### Exercise brief:
Quote the entries that follow exactly, leaving none out.

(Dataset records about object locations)
(begin)

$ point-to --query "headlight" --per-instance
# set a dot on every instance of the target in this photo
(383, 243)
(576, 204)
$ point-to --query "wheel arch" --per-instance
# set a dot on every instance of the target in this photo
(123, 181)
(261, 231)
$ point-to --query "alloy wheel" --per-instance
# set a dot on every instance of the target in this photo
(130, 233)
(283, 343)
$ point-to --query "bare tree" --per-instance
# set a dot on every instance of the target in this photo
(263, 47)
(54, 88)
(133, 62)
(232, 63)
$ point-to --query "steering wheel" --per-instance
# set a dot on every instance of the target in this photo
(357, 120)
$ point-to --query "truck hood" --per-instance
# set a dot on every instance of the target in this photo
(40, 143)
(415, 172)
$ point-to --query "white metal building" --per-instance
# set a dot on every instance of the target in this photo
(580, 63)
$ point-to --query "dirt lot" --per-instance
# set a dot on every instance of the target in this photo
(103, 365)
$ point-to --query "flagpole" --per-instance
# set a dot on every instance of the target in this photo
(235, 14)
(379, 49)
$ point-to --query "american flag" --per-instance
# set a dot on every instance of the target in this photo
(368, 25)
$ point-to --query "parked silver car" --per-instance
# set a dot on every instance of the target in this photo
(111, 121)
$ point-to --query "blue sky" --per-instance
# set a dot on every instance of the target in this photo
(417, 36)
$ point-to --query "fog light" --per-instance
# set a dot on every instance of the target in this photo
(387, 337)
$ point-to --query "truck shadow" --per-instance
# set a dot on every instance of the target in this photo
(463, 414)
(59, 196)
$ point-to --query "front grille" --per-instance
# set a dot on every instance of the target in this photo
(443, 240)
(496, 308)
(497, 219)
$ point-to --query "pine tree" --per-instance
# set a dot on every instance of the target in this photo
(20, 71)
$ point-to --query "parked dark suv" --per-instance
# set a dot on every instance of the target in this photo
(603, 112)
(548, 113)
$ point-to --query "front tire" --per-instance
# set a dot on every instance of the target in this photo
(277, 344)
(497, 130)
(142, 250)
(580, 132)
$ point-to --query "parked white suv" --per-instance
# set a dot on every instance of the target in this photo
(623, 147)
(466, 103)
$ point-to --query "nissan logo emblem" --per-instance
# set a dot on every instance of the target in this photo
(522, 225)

(end)

### Output for this exercise:
$ point-to --query "headlight" --per-instance
# set a dot on every instance of the target in this photo
(383, 243)
(576, 204)
$ point-to --query "wheel arch" --per-instance
# set a dot on every instance of the target in this photo
(123, 181)
(261, 231)
$ point-to --query "alloy wheel" --per-instance
# set a dot on every instance of the target in this photo
(130, 233)
(283, 343)
$ point-to --query "bare tree" --per-instance
# set a dot on every instance of the target in this photo
(263, 47)
(54, 88)
(133, 62)
(232, 63)
$ point-to --query "steering wheel" --per-instance
# set a dot on every instance of the target in this photo
(357, 120)
$ point-to --query "truck hood" --per-instance
# set a dot on every instance of the target in this photo
(40, 143)
(415, 172)
$ point-to --query "white metal building" --per-instance
# set a dot on every instance of the target in this photo
(580, 63)
$ point-to --query "dirt lot" --per-instance
# set a dot on every instance of the target in this photo
(103, 365)
$ point-to --query "flagpole" --per-instance
# set a dot on every instance of the target in this photo
(235, 14)
(379, 49)
$ point-to --query "american flag" --per-instance
# set a dot on every instance of the target in this photo
(368, 25)
$ point-to --query "parked silver car" --per-instance
# set a dot on every instance of the target in this photo
(111, 121)
$ point-to --query "blue sky" --per-instance
# set a dot on every instance of the target in this photo
(417, 36)
$ point-to --query "fog light" --per-instance
# set a dot on every instance of the target in this photo
(387, 337)
$ point-to --query "truck shadow" --per-instance
# set a dot on every instance of the target in this photo
(463, 414)
(59, 196)
$ point-to --query "front grille" --per-instance
# set a dot on every instance of the target in this photo
(443, 240)
(496, 308)
(497, 219)
$ point-to --query "pine tree" --per-instance
# set a dot on every instance of the target in this photo
(20, 71)
$ point-to --query "parked dark suv" --per-instance
# set a dot on every instance of the target in this photo
(603, 112)
(548, 113)
$ point-to --query "front tire" --per-instance
# set a dot on every instance of the target in this photo
(277, 344)
(497, 130)
(142, 250)
(580, 132)
$ point-to --query "parked white suv" --per-instance
# set a dot on every instance of the target in this photo
(623, 147)
(466, 103)
$ point-to --query "nissan logo emblem" --per-instance
# set a dot on every instance of the target in this photo
(522, 225)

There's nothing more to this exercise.